%%

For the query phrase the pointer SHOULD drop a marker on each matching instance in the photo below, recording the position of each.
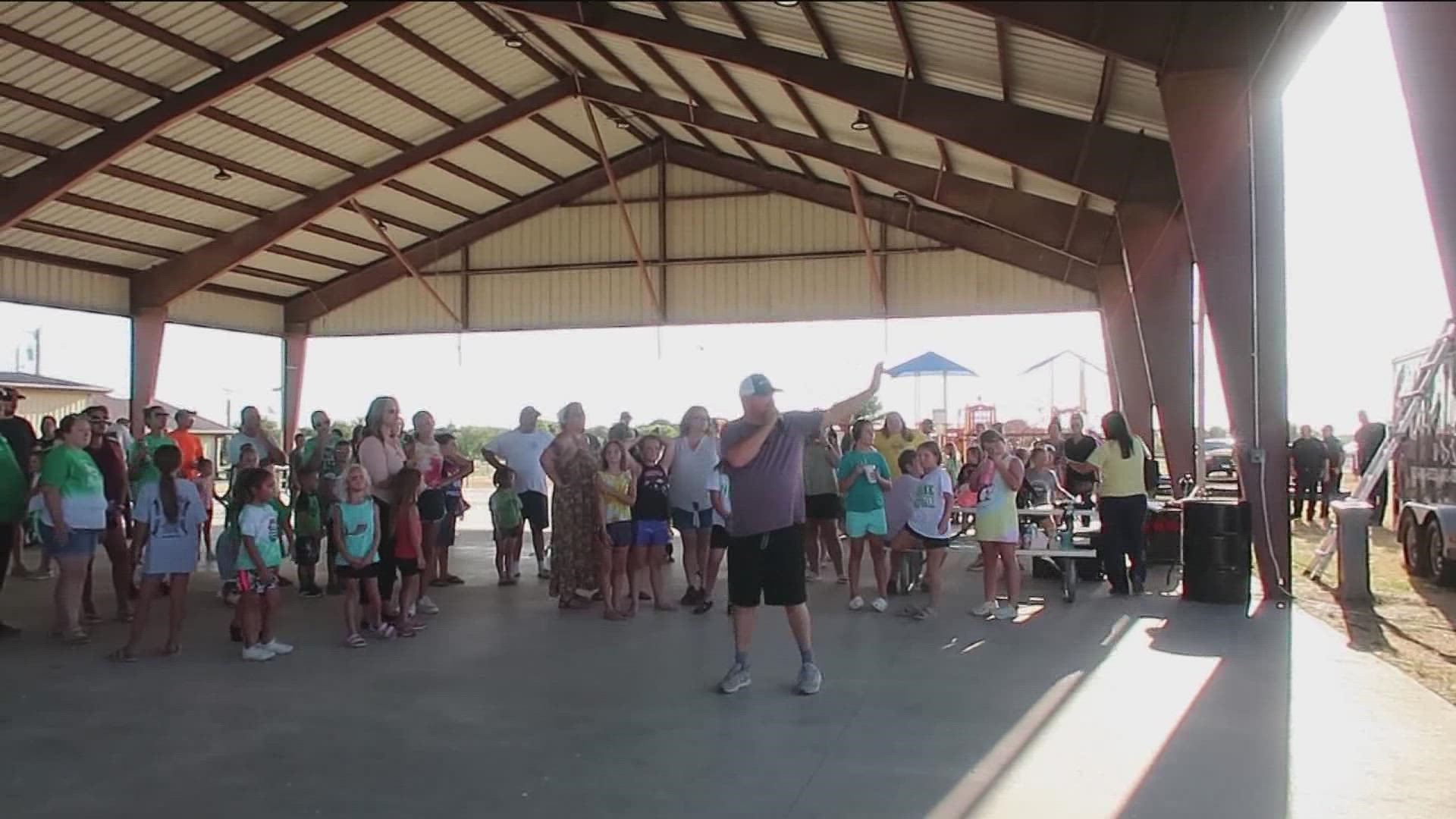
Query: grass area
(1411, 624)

%%
%%

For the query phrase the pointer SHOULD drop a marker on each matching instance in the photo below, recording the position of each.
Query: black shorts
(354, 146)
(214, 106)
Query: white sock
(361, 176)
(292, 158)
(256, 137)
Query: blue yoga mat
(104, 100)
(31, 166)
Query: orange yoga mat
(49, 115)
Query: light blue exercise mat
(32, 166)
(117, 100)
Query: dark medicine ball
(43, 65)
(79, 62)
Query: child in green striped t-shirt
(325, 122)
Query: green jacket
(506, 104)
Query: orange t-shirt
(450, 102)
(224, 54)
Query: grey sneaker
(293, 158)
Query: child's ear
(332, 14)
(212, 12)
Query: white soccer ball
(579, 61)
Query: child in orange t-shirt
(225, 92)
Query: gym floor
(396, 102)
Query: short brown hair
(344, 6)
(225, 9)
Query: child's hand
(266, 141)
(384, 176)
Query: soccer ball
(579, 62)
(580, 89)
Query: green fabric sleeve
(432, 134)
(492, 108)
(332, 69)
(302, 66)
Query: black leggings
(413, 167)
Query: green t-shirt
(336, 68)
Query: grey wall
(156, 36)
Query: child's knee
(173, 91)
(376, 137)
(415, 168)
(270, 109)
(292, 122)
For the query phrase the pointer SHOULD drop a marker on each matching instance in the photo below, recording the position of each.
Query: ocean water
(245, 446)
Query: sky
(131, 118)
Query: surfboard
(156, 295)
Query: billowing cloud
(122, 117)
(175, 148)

%%
%%

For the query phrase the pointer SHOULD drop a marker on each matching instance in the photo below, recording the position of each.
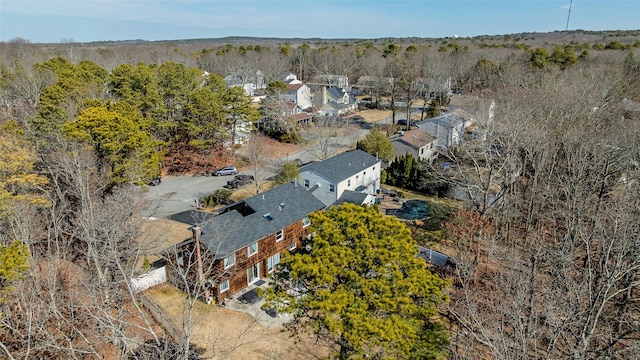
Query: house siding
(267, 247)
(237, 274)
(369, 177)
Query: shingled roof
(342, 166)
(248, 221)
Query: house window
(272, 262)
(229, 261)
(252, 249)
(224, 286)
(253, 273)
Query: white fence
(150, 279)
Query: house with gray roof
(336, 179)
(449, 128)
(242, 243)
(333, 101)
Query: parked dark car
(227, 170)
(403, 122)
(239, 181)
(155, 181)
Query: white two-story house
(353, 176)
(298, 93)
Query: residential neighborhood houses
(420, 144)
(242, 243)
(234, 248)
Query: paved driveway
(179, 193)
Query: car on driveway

%%

*Description of the task*
Out of the data above, transcribe exactly and only the lines starting with the line that has "Query: white fence" and going on through the line that has "Query: car on driveway", both included.

*Reply to the exercise*
Query: white fence
(150, 279)
Query: house with gray roof
(336, 179)
(449, 128)
(242, 243)
(333, 101)
Query: parked dark car
(227, 170)
(403, 122)
(239, 181)
(155, 181)
Query: white two-story house
(353, 176)
(298, 93)
Query: residential neighborhood houses
(420, 144)
(242, 243)
(234, 248)
Query: paved driveway
(179, 193)
Query: car on driveway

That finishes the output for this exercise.